> [TASK LIST]
1. In the article on seasonal affective disorder, rewrite the passage from "There is nothing" to "can affect anyone.", replacing "simple" with "natural".
2. According to the article on seasonal affective disorder, how many Americans does Boston University say get low moods in the winter months?
3. Write what comes next in the article on seasonal affective disorder.

> [PROVIDED TEXT]
- - - - -

Aside from exercising and staying outside, light lamp therapy can be used to treat seasonal affective disorder in people who must remain indoors for work, COVID, or both.
There is nothing wrong with acknowledging one has seasonal affective disorder (SAD). It’s a simple confusion in the brain arising from changes in seasons and can affect anyone.
Boston University claims 10 million Americans get low moods in the winter months, when across a large part of the continental U.S, the sun sets at around 5:30pm.
All kinds of slight disfunctions can occur if someone stays inside all day. Research on office workers bears witness to changes in mood, dietary preferences, vitamin D deficiencies, and more, and while even in normal years, winter has people indoors more than they would be in summer, COVID-19 has exacerbated the problem.
Often one of the reasons why SAD can affect people so strongly in the winter time is because the sky is more often overcast. Cells in our eyes known as melanopsin detect light spectrums to determine what time of day it is, and an overcast sky all day can interfere with their calculations.
One method for treating this is to, so to speak, get an artificial sun—one that can beam right into your home or office.
Light lamp therapy
Circadian rhythms, the series of biological attunement of the organism to the day-night cycle in its environment, are present in every living thing, and in nearly every tissue of living things. It’s safe to say they are important.
When our brain senses the light from the sun is gone, it signals the creation of melatonin in the pineal gland. Of course, at 5:00pm, few in the modern world is ready for bed. Some people use light lamps to trick their brain into thinking it’s still daytime.
However it’s not only the detection of falling sunlight that determines melatonin production. It’s also the presence of sunlight during the day that helps produce melatonin at night.

- - - - -

> [PROVIDED MATERIAL]
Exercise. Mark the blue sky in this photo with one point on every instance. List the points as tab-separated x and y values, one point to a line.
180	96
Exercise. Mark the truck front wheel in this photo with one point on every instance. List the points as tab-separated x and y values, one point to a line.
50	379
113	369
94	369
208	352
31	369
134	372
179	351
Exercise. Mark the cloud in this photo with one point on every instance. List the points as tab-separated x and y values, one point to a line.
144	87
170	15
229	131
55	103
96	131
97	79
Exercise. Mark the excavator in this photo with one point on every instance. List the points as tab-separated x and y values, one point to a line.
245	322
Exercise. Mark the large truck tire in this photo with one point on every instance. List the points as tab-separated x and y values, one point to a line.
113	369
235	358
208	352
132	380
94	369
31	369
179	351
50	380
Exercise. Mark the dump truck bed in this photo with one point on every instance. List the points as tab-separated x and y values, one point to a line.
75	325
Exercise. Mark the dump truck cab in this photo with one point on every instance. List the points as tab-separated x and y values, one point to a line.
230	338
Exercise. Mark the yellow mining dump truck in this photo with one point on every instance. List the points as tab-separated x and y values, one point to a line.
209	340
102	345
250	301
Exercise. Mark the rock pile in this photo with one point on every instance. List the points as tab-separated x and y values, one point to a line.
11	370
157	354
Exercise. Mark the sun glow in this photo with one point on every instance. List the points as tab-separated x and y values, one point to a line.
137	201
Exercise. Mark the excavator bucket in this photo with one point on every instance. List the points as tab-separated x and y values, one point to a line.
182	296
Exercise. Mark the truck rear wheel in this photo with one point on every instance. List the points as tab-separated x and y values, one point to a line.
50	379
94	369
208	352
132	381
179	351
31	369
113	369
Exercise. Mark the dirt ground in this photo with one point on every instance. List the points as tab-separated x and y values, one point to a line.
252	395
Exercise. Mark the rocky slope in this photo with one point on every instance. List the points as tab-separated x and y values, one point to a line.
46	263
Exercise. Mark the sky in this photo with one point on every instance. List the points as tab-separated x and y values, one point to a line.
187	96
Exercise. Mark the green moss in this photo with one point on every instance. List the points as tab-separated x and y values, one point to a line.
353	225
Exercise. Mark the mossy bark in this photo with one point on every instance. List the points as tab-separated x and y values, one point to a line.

- - - - -

> [WRITTEN ANSWERS]
1.
There is nothing wrong with acknowledging one has seasonal affective disorder (SAD). It’s a natural confusion in the brain arising from changes in seasons and can affect anyone.

2. 10 million

3.
One needs a strong lamp to replicate the kind of sunlight exposure examined in this study. A therapy lamp must deliver 5,000 to 10,000 lux, compared to the 800-900 lux provided by an early evening sky or the 100-400 provided from normal indoor lighting.
Studies show it’s an effective treatment for SAD, as well as the counterfactual—that blue-light usage after dark through LED screens can create depression in mice.
If one were to combine the use of a light lamp during the daylight hours, with use of blue-light filters to remove the sunlight spectrum from devices and computers around the time that the sun would go down in summer, for example around 8:30pm, the positive effect could be stronger.
Katie Sharkey at Brown University told Vox the pros and cons of using a light lamp, namely that they truly work for treating SAD, but that one has to be careful about using it at the right moment of the day.
If used too early in the day you’ll find yourself becoming tired before your normal bedtime, while using it too late can prevent you from falling asleep.
Despite this, a therapy lamp is definitely an option, like vitamin D or exercise, for treating SAD, and while Sharkey warns they can cause side-effects like headache or interference with other medicines, it’s a cheap treatment option that can be discussed with any kind of mental health professional, and can cost as little as $50.